GIVEN TEXT -
-----
Society: AGA
The gastrointestinal tract is a diverse and complex ecosystem shaped by continual interactions between host cells, nutrients, and the gut microbiota. Under homeostatic conditions, the human gut microbiota limits the growth of pathogenic bacteria and restricts the influence of resident pathobionts. However, when the gut microbiota network is disrupted, pathobionts and pathogens can colonize and cause disease. This session focuses on factors which influence the colonization of Clostridioides difficile and other gut pathobionts.
Background. Colonic biofilms are mucus-invasive bacterial aggregates that are associated with colorectal cancer (CRC) in humans and initiate carcinogenesis in mice. Biofilm-positive tissues are also associated with altered metabolism in U.S. and Swedish cohorts. Furthermore, three major biofilm subtypes (polymicrobial, Fusobacteria blooms, and Proteobacteria dominant) have been identified using fluorescent in situ hybridization (FISH). The extent to which prior metabolomic findings extend across diverse global populations and biofilm subtypes is unknown.
Methods. Samples included biopsies from individuals undergoing screening colonoscopy (n = 10, all biofilm-negative) and tumor resections from CRC patients (n = 35) at the University of Malaya in Malaysia. The CRC tissues represented diverse biofilm compositions as determined by FISH: biofilm negative (n = 10), polymicrobial (n = 10), Fusobacteria blooms (n = 10), and Proteobacteria dominant (n = 5). Untargeted metabolomics was performed by HILIC and RPLC-mass spectrometry. Data were processed using ProteoWizard MSConvert, XCMS, CAMERA, MetCleaning, and Metaboanalyst. Enriched pathways were identified using the Mummichog pipeline. Metabolite identification and validation are ongoing and being performed by matching accurate mass and experimental MS/MS data against an in-house library.
-----
RECORDS -
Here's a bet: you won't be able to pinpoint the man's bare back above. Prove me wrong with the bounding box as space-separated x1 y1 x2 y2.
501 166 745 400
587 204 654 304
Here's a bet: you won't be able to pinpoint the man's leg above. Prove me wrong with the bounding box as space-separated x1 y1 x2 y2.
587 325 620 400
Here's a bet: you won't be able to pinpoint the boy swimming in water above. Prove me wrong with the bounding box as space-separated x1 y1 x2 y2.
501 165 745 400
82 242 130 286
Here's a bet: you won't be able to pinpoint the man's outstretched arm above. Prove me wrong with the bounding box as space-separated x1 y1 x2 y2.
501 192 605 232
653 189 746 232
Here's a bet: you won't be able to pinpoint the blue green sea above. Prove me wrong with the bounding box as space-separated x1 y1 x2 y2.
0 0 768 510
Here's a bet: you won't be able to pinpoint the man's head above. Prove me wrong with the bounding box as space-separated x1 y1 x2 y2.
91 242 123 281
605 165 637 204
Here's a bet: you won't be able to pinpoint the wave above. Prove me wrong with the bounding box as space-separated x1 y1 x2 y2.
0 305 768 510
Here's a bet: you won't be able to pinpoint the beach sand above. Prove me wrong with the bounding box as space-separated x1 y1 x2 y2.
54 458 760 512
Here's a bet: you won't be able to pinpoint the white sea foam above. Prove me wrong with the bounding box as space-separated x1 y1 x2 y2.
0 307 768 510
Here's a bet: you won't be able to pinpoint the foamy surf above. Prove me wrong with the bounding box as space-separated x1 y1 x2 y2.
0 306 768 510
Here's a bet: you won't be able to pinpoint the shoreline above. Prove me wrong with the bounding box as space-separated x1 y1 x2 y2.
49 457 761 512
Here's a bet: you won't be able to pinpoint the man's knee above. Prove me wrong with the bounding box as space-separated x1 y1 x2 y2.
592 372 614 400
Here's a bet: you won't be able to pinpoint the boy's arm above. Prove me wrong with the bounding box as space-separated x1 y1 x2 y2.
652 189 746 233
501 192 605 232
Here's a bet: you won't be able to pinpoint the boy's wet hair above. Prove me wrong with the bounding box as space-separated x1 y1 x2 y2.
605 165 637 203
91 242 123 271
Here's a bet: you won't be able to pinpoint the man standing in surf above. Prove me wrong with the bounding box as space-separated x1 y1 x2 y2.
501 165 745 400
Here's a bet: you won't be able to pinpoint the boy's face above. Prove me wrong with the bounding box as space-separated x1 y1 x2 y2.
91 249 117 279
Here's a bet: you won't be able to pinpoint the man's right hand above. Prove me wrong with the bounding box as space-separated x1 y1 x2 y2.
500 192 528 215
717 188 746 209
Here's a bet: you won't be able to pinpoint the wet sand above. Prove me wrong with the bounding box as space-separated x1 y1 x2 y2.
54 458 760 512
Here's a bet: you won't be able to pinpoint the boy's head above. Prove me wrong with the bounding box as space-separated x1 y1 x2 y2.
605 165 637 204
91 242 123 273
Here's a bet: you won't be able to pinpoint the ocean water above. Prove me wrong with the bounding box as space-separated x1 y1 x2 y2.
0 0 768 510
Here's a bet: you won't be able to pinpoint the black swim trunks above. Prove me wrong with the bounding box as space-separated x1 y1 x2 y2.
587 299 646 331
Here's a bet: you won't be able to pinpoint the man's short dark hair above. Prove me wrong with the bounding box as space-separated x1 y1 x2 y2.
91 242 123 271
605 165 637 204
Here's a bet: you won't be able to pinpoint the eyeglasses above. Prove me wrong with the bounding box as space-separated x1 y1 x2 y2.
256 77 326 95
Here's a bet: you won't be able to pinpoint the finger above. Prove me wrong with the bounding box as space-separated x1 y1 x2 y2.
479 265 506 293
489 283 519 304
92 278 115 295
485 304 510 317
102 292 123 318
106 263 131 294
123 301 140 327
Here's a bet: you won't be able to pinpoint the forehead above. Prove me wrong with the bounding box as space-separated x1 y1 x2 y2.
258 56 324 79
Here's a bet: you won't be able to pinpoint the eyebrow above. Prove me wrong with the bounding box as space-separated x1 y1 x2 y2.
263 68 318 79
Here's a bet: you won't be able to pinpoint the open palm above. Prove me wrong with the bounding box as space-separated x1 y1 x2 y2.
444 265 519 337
-----
EXERCISE OBJECTIVE - Please name the tool that the colonic biofilm text says was used to identify enriched pathways.

RESULT - The Mummichog pipeline.